» **What you are asked to do**: When the line containing "Q: Report the" is reached, begin transcribing. Continue exactly through the final line of the listing, and return nothing else.

···

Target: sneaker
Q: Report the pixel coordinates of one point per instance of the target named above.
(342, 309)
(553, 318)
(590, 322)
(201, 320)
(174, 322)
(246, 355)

···

» **Task solution**:
Q: Report the pixel coordinates of one point per instance of the target named above.
(342, 309)
(553, 318)
(590, 322)
(201, 320)
(174, 322)
(246, 355)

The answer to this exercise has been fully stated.